━━ Available data
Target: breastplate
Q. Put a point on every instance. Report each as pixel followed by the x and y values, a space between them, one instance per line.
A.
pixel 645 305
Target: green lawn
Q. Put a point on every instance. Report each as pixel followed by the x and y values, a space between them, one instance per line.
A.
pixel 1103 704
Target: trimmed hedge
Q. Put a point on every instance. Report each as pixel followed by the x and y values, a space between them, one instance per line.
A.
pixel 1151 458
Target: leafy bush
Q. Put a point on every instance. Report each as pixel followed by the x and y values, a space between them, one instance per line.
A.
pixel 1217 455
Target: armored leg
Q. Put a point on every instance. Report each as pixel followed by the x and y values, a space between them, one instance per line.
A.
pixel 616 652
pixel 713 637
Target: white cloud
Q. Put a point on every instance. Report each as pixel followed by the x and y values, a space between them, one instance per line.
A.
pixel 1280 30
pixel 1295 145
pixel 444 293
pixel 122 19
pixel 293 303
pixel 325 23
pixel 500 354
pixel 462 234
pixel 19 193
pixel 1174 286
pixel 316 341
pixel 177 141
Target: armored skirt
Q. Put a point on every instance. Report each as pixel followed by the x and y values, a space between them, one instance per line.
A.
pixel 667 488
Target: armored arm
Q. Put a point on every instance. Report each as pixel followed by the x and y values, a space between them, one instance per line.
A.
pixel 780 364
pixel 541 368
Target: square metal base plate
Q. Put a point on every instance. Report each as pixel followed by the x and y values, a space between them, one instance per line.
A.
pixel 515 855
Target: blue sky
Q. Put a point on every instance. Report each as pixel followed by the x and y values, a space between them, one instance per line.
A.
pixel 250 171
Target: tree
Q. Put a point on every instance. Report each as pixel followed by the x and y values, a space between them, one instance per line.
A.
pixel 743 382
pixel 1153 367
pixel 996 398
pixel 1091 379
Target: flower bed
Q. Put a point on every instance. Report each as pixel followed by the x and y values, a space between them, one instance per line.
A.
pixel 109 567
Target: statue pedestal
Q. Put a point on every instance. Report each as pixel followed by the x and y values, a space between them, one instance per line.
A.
━━━━
Prompt:
Reproduce all of the items above, substituting "steel" for each occurrence of "armored" and leaving everything else unchanged.

In response:
Target: breastplate
Q. Put a point on every instance. Report each as pixel followed by the x and y values, a space between them, one instance per line.
A.
pixel 645 305
Target: green lawn
Q. Put a point on every instance. Report each as pixel followed by the x and y values, a space between them, one instance per line.
A.
pixel 1103 704
Target: trimmed hedge
Q. Put a point on every instance. Report each as pixel followed by the x and y values, a space between them, one instance per line.
A.
pixel 1151 458
Target: leafy bush
Q. Put a point on every instance. Report each as pixel followed by the x and y values, a space between them, one instance per line.
A.
pixel 1217 455
Target: steel leg
Q. Put a point on every instance. Report each as pixel followed by the x and y values, a space between them, one instance per line.
A.
pixel 616 652
pixel 713 637
Target: white cloud
Q. Put a point on every instance. Report each as pixel followed by the x and y values, a space between them, one instance per line.
A.
pixel 1280 30
pixel 1295 145
pixel 444 293
pixel 122 19
pixel 293 303
pixel 325 23
pixel 500 354
pixel 462 234
pixel 19 193
pixel 1174 286
pixel 316 341
pixel 177 141
Target: steel skirt
Q. Put a point on every instance. Report each as pixel followed by the x and y values, a space between them, one instance per line.
A.
pixel 667 488
Target: steel arm
Q. Put a point on every instance. Report each as pixel followed by the x and y values, a space between them, one instance per line.
A.
pixel 780 364
pixel 541 368
Target: square metal base plate
Q. Put a point on every instance. Report each as pixel followed by the x and y values, a space between them, one instance per line.
A.
pixel 515 855
Target: blue sky
Q. Put a point on every instance. Report each as pixel followed by the x and y values, a space between them, one instance per line.
A.
pixel 250 171
Target: tree
Q. Put a point on every instance. Report each as pixel followed by the x and y values, a space between them, one instance per line.
A.
pixel 743 382
pixel 1153 367
pixel 996 398
pixel 1091 379
Target: flower bed
Q. Put a point on every instance. Report each as pixel followed by the x and y values, a space between them, one instance per line.
A.
pixel 109 567
Target: statue pedestal
Q. Put a point on every instance. Report each as pixel followed by the x and y values, a space between them, one instance per line.
A.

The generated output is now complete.